◆ **DATA FOR ANALYSIS**
★ ★ ★ ★ ★

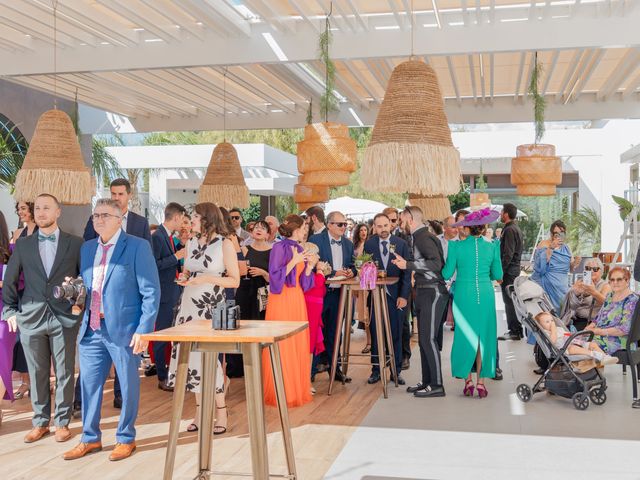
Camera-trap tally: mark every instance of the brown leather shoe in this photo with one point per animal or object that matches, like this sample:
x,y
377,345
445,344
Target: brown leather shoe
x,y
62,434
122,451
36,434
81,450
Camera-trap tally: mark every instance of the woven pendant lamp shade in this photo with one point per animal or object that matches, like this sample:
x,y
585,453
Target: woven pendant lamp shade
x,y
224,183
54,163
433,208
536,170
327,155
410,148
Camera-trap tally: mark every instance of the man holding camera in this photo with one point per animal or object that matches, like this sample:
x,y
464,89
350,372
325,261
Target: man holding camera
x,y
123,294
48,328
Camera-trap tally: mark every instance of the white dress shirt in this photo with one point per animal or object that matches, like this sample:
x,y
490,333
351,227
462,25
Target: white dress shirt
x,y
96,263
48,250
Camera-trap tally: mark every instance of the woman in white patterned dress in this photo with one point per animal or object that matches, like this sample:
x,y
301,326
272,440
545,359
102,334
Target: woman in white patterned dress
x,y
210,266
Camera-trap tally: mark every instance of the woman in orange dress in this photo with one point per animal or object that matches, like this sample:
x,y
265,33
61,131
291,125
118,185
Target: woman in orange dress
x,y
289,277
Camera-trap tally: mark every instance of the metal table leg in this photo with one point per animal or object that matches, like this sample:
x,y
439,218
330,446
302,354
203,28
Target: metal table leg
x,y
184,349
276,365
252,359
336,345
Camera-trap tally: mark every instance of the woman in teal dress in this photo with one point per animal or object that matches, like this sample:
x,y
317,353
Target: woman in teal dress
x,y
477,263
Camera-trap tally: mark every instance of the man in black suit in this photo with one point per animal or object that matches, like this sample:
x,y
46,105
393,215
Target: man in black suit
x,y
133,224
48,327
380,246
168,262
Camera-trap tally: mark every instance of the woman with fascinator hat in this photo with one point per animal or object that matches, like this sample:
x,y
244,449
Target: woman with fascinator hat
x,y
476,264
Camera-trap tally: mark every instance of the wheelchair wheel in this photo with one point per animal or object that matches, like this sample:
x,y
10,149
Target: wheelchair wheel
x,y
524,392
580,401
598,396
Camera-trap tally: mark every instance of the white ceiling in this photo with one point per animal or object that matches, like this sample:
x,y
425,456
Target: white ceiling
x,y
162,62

★ ★ ★ ★ ★

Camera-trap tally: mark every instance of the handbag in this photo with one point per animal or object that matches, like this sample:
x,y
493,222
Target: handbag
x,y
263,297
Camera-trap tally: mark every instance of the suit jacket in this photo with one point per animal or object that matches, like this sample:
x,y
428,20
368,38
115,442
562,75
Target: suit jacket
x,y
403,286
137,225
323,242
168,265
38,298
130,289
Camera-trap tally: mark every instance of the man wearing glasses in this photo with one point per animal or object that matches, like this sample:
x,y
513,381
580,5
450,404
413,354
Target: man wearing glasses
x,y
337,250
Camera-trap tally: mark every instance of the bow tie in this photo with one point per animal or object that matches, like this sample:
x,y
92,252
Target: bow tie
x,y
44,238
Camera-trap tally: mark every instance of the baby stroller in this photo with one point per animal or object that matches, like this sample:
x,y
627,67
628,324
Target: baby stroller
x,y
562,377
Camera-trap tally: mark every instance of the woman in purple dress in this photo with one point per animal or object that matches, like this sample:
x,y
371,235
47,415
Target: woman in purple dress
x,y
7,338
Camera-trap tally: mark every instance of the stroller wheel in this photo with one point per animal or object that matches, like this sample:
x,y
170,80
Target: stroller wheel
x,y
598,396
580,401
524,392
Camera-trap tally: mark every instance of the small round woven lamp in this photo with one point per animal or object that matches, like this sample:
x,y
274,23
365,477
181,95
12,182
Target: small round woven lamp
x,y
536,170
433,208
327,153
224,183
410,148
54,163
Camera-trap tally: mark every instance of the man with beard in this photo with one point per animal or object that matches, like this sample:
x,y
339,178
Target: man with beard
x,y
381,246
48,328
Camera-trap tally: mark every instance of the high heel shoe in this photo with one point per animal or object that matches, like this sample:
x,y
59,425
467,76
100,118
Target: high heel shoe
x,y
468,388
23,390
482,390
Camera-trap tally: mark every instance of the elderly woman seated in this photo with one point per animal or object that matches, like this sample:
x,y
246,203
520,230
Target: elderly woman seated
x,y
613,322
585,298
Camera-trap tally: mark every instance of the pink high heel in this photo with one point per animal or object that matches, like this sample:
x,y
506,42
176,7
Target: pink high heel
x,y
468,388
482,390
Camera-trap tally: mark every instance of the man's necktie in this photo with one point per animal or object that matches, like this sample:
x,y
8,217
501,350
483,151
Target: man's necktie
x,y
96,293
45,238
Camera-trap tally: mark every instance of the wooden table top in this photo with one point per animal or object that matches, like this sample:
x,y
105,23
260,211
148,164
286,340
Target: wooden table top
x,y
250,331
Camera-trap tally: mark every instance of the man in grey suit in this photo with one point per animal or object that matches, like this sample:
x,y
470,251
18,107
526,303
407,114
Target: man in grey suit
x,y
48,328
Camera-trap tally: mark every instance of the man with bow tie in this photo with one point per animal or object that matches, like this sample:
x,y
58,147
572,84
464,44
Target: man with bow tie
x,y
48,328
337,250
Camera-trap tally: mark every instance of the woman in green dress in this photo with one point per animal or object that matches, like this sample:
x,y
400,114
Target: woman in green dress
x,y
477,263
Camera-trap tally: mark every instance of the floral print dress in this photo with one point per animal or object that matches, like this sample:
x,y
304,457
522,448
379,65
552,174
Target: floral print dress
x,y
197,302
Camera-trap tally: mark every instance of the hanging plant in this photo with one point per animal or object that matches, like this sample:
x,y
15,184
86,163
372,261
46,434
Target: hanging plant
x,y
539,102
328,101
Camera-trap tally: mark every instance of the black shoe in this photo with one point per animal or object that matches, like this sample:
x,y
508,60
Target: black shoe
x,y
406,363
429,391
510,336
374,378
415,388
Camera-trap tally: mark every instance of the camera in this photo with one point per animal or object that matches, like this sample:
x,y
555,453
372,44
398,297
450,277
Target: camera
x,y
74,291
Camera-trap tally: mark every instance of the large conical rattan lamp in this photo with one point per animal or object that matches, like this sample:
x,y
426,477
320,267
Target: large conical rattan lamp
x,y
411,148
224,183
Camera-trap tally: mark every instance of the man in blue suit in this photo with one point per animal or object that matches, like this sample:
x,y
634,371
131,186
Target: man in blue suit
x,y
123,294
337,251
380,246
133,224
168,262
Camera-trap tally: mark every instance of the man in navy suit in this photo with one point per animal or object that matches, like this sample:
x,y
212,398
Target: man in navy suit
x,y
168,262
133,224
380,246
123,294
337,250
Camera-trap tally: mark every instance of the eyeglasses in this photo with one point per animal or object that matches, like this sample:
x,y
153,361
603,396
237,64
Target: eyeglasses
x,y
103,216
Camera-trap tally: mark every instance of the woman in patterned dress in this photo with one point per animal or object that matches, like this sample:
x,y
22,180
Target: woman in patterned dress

★ ★ ★ ★ ★

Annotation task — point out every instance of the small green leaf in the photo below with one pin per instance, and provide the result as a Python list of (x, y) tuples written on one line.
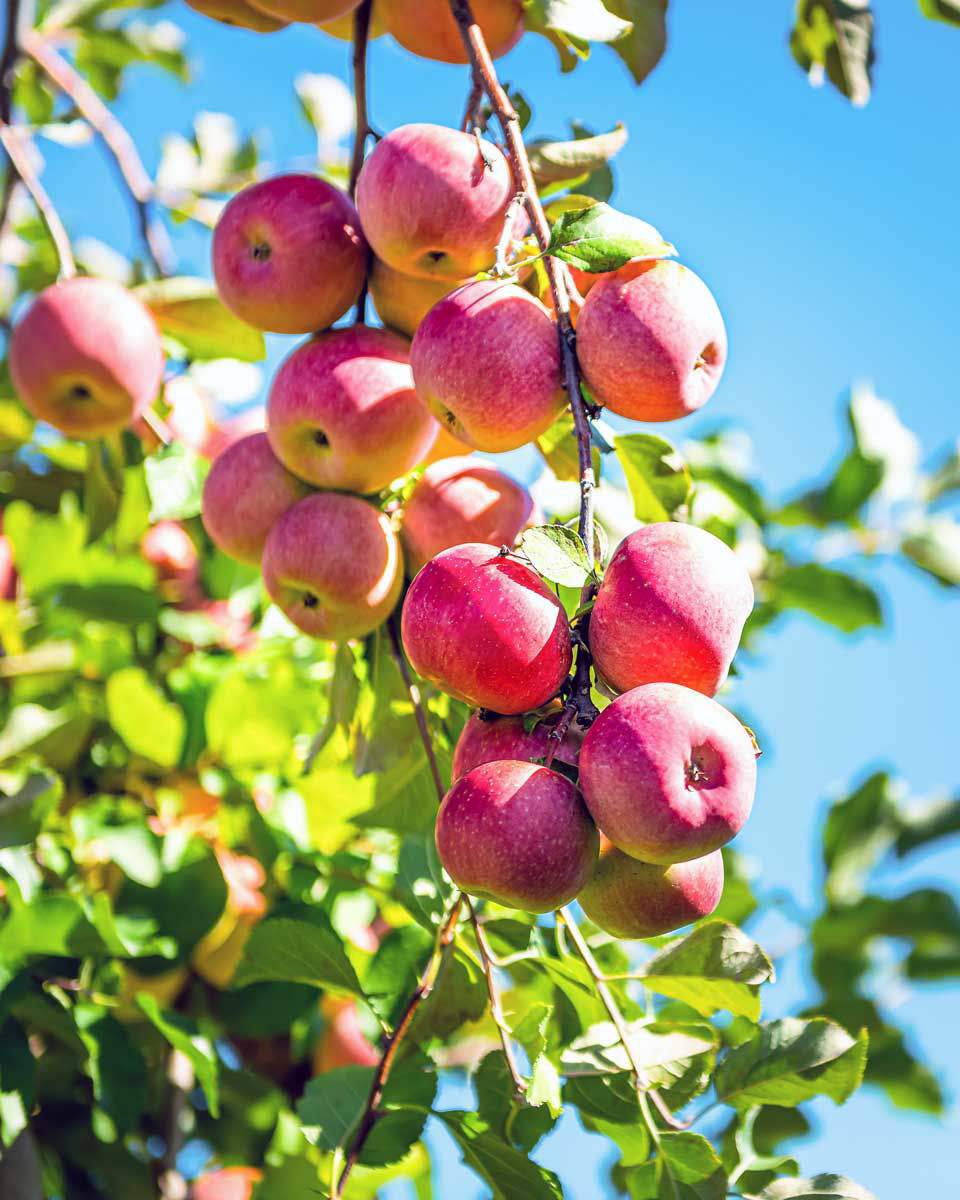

★ ★ ★ ★ ★

◆ **YOUR GOAL**
Reproduce the lines above, beginning at the line with "Target: man in navy suit" and stopping after the line with "Target: woman in patterned dress", exactly as they are.

◆ **TASK ANSWER**
Target: man in navy suit
x,y
168,262
133,224
380,246
123,294
337,250
Camera-trap tally: mark every instance of the eyeglasses in this photo with one point per animal or object that matches, like this sample:
x,y
153,361
603,396
237,64
Target: eyeglasses
x,y
103,216
Camera-trap tally: mark every instance of the woman in patterned dress in this photo with one point per animal or object that matches, like this sample:
x,y
22,180
Target: woman in patterned dress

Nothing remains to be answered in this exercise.